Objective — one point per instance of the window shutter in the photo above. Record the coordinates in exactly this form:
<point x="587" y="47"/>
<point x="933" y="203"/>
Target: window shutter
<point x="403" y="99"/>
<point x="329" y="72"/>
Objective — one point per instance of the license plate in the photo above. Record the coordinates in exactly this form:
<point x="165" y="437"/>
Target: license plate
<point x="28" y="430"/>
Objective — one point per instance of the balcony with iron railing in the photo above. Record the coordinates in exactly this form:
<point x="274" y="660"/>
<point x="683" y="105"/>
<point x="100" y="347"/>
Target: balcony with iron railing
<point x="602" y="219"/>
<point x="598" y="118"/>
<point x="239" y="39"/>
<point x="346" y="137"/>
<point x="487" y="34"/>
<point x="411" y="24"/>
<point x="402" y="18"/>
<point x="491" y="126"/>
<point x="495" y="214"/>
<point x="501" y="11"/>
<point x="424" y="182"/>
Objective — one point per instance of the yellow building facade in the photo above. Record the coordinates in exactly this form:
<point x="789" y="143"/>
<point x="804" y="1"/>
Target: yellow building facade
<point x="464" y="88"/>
··········
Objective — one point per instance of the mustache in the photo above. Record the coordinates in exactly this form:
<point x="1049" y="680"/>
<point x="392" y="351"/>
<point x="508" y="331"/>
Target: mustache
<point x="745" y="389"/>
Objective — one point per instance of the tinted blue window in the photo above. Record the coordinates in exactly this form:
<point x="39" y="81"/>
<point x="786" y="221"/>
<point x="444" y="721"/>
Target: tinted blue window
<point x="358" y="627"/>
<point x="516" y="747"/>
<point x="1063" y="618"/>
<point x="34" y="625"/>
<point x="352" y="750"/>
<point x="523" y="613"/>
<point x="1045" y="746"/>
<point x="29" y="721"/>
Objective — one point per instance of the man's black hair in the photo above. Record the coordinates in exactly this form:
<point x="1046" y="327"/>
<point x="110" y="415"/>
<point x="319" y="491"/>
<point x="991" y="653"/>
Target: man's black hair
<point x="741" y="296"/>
··········
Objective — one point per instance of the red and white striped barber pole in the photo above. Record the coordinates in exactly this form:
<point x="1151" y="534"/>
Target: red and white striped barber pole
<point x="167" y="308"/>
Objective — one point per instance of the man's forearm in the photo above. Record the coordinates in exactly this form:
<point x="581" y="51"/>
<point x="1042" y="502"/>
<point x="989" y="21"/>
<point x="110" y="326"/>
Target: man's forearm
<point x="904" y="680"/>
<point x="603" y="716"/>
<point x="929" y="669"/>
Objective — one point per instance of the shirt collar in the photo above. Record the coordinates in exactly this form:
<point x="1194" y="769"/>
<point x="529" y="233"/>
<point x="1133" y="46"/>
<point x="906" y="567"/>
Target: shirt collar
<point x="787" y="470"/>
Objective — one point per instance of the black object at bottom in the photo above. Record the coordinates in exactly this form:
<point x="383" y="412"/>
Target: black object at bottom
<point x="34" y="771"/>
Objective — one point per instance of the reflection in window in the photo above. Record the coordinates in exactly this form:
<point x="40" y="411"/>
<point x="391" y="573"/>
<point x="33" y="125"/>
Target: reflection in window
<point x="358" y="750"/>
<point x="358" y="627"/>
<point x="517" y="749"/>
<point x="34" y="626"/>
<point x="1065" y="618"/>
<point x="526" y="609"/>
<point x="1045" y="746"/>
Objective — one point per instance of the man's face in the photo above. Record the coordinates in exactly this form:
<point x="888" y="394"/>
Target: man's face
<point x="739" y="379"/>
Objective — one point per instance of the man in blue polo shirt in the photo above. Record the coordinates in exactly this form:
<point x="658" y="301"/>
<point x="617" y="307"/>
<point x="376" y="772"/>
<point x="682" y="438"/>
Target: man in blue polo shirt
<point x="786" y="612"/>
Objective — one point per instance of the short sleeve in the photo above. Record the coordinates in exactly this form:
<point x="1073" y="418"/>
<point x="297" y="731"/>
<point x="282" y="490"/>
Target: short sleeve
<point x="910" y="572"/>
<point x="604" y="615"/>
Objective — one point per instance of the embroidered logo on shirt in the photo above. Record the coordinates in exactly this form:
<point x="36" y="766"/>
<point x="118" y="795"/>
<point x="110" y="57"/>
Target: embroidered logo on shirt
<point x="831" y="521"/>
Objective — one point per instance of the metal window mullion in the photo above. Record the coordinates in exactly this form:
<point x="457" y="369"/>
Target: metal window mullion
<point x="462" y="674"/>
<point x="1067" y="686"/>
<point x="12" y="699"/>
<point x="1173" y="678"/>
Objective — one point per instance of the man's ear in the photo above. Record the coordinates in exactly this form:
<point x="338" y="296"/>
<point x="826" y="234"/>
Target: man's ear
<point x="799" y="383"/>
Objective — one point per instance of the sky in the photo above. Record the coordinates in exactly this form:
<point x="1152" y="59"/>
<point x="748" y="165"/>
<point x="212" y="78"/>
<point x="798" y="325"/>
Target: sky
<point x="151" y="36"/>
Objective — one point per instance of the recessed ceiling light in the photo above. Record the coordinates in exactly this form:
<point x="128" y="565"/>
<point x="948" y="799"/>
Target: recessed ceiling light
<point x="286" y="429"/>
··········
* **What is needed**: How many lines in the data above contain the string "face", with case taken into account? Give only the number.

* **Output for this exercise**: 2